Supplied information:
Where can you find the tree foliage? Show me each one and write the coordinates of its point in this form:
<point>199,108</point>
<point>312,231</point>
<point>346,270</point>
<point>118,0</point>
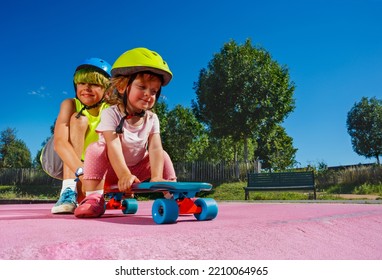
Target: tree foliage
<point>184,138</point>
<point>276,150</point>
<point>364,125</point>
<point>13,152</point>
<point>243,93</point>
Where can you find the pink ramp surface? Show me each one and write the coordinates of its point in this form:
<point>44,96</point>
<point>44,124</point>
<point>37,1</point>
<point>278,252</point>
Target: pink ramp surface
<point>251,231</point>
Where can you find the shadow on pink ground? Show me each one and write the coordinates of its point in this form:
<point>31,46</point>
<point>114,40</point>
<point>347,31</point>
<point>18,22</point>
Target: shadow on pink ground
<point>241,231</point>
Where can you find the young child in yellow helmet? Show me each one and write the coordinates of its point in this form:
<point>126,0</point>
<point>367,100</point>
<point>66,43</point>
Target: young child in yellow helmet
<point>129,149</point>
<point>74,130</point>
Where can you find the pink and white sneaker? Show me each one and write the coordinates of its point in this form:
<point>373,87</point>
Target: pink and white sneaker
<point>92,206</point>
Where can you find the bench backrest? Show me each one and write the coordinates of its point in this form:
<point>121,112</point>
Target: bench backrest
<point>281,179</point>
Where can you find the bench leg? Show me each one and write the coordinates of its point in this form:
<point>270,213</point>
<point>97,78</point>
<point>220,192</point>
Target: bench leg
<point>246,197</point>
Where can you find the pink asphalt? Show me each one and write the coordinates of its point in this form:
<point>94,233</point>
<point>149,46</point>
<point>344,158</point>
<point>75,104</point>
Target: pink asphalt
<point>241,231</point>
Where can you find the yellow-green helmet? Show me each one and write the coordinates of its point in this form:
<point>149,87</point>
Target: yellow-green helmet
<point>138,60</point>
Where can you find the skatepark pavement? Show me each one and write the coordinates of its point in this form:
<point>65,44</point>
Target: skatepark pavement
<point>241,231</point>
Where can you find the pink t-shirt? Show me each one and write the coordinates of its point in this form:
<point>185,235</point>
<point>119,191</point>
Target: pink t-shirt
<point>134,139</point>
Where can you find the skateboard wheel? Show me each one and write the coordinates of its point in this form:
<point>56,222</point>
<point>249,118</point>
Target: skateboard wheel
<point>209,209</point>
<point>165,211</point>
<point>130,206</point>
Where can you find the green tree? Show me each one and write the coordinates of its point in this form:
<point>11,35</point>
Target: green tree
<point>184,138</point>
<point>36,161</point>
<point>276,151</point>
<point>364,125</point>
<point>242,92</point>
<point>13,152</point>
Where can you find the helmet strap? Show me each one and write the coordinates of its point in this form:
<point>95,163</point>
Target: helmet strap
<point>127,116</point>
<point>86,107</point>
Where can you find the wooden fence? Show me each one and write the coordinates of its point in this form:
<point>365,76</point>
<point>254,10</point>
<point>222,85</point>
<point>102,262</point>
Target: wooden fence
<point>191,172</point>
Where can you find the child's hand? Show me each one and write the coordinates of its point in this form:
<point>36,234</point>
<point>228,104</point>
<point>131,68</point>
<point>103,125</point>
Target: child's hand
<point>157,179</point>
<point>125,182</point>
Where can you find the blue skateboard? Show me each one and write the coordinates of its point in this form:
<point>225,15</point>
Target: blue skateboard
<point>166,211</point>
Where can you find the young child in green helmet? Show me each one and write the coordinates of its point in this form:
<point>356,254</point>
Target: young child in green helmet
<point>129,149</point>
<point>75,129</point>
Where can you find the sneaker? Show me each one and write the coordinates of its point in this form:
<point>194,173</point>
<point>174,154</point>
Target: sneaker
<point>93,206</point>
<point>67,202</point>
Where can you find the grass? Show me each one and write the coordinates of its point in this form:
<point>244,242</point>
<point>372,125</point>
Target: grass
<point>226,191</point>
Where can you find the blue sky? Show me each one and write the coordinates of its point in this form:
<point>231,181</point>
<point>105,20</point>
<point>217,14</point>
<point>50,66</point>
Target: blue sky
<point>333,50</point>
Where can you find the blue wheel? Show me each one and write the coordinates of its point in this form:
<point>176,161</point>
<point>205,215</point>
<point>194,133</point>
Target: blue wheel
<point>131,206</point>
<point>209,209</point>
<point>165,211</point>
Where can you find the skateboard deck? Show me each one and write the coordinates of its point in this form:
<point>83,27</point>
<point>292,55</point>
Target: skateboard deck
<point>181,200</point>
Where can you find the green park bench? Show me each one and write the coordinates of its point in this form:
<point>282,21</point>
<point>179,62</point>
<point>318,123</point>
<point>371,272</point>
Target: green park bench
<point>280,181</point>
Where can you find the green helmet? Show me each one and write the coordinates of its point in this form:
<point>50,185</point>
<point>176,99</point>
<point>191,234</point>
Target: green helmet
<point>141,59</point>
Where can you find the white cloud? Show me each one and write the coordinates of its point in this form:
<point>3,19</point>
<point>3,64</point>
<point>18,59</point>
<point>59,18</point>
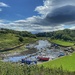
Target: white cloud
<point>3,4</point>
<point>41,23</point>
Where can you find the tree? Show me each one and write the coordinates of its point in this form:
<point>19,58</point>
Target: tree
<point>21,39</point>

==

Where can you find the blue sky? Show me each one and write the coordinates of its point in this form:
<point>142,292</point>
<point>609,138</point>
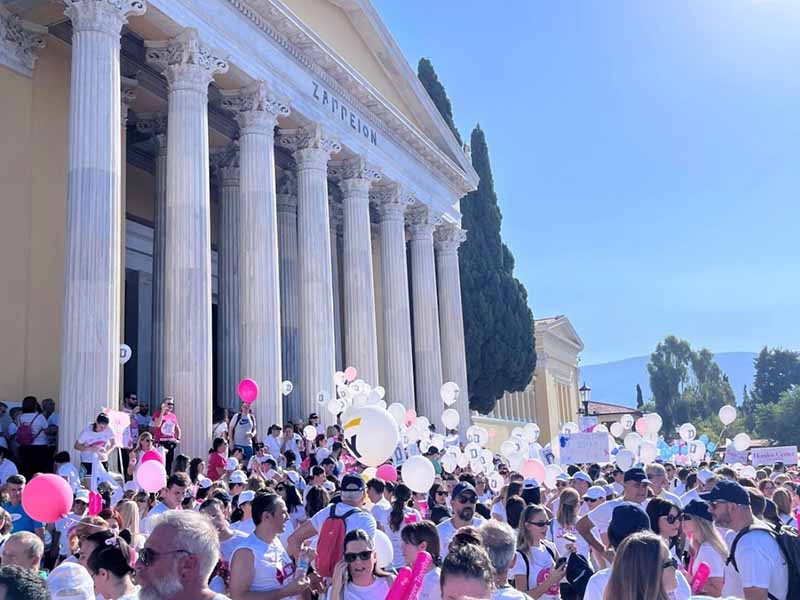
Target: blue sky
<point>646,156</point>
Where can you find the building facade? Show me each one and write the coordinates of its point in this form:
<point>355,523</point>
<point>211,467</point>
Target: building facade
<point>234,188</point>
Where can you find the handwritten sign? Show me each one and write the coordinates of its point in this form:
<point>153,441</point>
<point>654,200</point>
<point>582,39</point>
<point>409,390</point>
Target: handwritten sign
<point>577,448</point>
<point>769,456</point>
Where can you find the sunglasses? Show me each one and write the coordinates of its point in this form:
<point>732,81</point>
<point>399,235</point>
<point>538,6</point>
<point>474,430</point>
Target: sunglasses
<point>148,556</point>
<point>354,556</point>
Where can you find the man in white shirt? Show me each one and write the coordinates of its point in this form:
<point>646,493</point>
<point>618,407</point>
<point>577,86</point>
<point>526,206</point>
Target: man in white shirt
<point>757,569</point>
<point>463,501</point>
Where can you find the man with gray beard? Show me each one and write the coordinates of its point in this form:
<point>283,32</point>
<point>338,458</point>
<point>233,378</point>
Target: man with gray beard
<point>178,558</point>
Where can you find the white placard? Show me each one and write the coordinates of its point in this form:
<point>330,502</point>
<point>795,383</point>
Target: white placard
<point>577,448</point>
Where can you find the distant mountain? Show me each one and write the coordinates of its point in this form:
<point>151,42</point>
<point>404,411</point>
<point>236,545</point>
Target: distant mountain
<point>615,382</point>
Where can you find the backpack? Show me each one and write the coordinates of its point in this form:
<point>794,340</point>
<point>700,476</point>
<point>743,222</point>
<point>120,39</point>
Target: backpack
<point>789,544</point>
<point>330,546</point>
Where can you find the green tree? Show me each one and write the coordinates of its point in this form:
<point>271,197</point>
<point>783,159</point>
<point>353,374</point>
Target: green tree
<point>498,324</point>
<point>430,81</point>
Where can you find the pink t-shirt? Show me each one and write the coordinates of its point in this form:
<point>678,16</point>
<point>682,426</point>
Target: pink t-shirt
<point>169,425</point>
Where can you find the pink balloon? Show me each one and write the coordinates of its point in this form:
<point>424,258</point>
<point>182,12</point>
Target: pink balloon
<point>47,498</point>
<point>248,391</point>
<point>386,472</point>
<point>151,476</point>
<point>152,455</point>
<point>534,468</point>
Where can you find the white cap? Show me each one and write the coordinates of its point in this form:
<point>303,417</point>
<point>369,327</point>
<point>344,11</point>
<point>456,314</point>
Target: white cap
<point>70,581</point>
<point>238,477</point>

==

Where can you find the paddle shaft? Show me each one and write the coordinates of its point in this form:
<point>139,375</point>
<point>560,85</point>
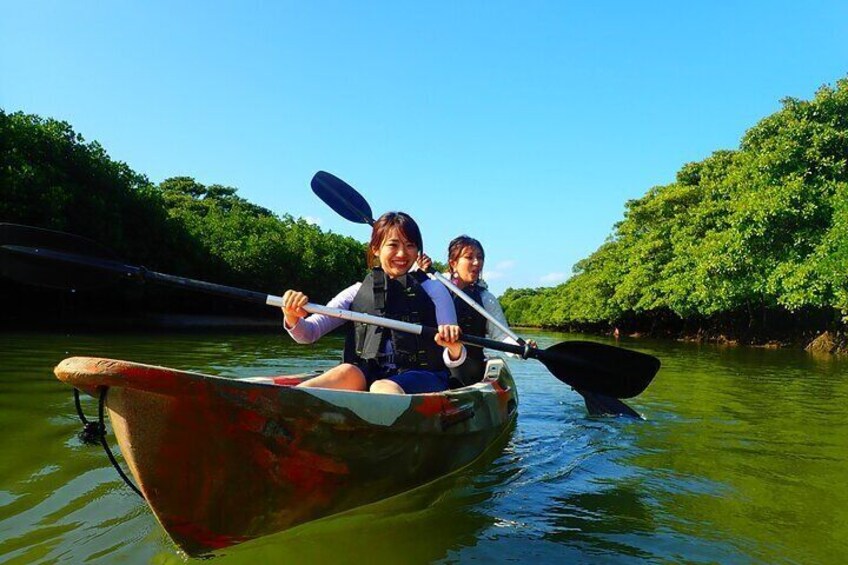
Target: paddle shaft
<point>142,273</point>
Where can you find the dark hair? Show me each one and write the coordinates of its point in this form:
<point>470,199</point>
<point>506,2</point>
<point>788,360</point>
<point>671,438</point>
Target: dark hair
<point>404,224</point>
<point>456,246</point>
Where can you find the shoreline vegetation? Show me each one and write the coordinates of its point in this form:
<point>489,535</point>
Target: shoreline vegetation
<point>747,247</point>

The exercise: Edit the listing from the line with "Where can you find the white cap?" to the line with "<point>238,477</point>" so that "white cap" becomes "red cap", and give those lines again with nothing else changed.

Response to the exercise:
Where can you find the red cap? Show me each one and write the coordinates of its point in this form:
<point>303,417</point>
<point>369,327</point>
<point>344,11</point>
<point>456,314</point>
Target: red cap
<point>70,581</point>
<point>238,477</point>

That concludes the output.